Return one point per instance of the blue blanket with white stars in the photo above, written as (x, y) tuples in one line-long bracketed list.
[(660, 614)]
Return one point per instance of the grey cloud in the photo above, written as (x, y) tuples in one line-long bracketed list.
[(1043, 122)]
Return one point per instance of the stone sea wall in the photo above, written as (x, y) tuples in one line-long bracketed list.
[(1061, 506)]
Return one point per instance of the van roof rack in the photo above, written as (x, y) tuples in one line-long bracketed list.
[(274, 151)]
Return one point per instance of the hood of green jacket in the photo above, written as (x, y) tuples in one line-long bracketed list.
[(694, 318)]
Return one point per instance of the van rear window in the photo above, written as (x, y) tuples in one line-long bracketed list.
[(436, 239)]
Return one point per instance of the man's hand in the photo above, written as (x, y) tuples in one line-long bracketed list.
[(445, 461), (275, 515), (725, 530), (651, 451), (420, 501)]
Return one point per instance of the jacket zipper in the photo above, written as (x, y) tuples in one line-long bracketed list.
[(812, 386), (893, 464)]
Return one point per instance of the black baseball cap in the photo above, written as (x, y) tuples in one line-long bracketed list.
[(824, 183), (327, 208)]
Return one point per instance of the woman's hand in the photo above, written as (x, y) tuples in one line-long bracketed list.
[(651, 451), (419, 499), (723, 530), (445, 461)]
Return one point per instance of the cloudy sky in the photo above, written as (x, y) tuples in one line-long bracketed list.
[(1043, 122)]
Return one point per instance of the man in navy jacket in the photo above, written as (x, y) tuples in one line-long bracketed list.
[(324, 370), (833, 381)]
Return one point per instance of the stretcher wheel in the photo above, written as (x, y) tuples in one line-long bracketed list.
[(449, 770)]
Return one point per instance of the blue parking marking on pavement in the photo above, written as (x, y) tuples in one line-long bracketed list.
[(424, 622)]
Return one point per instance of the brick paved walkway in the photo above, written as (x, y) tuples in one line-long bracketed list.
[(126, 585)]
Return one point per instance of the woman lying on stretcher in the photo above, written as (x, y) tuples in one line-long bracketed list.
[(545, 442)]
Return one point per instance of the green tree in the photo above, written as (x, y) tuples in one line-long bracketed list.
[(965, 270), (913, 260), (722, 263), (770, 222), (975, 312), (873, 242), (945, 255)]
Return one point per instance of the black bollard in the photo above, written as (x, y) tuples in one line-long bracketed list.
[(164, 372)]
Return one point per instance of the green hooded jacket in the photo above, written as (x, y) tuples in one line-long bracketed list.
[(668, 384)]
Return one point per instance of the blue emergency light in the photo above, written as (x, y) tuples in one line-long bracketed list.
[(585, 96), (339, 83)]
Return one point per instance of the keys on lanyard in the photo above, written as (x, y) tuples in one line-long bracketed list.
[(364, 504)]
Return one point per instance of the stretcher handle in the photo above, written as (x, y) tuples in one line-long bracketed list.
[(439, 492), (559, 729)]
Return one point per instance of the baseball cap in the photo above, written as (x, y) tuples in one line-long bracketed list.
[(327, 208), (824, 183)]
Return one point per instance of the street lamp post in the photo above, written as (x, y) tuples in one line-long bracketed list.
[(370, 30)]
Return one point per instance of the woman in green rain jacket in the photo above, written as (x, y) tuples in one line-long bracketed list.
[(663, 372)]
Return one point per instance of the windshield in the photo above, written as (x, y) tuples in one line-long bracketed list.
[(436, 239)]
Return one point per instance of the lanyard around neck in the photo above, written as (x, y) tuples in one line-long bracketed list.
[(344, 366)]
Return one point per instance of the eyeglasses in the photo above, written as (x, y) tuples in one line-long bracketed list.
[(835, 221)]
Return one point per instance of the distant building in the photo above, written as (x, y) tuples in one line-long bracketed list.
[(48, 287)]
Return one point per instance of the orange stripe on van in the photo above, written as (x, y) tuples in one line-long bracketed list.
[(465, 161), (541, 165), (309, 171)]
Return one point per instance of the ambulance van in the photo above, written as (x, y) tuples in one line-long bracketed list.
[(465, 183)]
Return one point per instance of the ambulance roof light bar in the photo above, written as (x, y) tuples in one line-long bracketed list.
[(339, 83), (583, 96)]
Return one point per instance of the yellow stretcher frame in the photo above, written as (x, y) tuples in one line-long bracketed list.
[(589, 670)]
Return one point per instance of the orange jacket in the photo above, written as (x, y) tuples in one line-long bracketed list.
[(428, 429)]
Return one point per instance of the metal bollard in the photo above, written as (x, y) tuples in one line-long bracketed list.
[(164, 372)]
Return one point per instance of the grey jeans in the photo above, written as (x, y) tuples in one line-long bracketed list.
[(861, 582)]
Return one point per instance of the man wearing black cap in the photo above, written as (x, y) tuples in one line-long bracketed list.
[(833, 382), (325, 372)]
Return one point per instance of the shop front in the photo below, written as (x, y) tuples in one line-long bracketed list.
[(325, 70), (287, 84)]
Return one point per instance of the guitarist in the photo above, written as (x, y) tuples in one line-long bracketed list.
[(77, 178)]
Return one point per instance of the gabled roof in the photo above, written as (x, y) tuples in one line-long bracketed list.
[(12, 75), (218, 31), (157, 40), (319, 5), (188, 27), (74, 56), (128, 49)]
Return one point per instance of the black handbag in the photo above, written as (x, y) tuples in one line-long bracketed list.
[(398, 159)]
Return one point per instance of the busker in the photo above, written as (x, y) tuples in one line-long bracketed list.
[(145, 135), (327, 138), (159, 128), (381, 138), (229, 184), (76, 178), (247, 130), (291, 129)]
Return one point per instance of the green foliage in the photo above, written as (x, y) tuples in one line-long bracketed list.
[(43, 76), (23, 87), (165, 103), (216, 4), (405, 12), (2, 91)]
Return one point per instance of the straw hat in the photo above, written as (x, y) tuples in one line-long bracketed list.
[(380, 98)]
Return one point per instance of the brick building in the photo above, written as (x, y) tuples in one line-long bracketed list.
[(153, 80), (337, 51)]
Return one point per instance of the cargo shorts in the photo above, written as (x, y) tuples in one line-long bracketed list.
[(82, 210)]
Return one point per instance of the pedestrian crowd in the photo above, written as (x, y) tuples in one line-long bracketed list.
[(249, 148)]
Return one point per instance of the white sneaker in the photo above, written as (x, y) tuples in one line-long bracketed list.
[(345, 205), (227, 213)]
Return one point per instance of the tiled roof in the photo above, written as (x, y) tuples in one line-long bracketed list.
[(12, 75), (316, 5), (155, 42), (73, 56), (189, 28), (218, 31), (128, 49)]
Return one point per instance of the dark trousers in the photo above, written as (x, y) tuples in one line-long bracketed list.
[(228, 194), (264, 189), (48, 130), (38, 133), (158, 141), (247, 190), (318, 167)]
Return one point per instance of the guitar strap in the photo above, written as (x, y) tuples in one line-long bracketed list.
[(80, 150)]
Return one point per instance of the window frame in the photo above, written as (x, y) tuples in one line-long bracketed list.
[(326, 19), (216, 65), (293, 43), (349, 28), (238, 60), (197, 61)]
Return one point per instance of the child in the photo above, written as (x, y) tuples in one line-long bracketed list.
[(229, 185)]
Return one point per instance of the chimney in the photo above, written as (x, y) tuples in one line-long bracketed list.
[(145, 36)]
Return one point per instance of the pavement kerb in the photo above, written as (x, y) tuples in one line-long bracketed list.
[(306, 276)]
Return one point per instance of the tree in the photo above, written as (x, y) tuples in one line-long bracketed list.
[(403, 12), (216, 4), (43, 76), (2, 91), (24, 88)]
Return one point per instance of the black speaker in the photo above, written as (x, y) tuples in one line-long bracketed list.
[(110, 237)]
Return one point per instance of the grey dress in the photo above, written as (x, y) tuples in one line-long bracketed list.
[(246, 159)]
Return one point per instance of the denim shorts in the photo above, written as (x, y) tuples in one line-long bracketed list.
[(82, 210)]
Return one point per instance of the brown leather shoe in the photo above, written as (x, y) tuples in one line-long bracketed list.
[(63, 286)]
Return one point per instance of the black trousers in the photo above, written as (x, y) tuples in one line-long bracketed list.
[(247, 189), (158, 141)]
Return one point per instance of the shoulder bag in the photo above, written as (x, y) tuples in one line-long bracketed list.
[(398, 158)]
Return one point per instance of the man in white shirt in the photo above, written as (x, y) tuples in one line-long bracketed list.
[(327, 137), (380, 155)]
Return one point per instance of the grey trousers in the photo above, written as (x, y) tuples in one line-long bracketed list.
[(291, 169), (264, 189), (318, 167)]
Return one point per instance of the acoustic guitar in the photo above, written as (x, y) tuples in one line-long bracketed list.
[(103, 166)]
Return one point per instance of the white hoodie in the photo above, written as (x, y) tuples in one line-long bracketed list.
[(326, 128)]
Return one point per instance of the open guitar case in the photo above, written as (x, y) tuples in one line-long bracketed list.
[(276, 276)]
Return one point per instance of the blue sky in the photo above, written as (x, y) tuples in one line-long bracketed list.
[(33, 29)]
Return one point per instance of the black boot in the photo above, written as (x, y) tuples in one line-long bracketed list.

□ □ □ □ □

● Your instructions
Write out each line exactly, beginning at the one with "Return one point per instance of the black trousers" and ending at the final line of the records above, with nothing added.

● Problem solution
Return one point per instance of the black trousers in the photo above, written as (x, y) tuples in one line-long bracketed list.
[(247, 189), (158, 141)]
Return one point per instance of the shoulder bag in the photo above, written as (x, y) tuples in one line-long bracketed list.
[(398, 158)]
Return one point per instance of the man in white shirt in the photo above, written as (x, y) tuples in one line-long bracketed list.
[(327, 137), (380, 155)]
Return one point per instance of the grey trousers in the photo above, written as (x, y) tuples in one line-long bracketed list.
[(291, 169), (264, 189), (318, 167)]
Return one point per instance of the acoustic guitar in the photo above, written as (x, y) tuples in one line-long bracketed list.
[(103, 166)]
Return one point per instance of the white hoodie in the photo above, written as (x, y) tuples in one line-long bracketed list.
[(326, 128)]
Return one point per instance of the open guitar case in the photo above, written as (x, y) tuples in one line-long bracketed list.
[(276, 276)]
Return one point per instance of the blue sky in the photo above, written as (x, y) tuples in one line-long bracketed list.
[(33, 29)]
Return one point per instance of the black boot in the photo above, written as (x, y) tuples in one line-long bracketed list.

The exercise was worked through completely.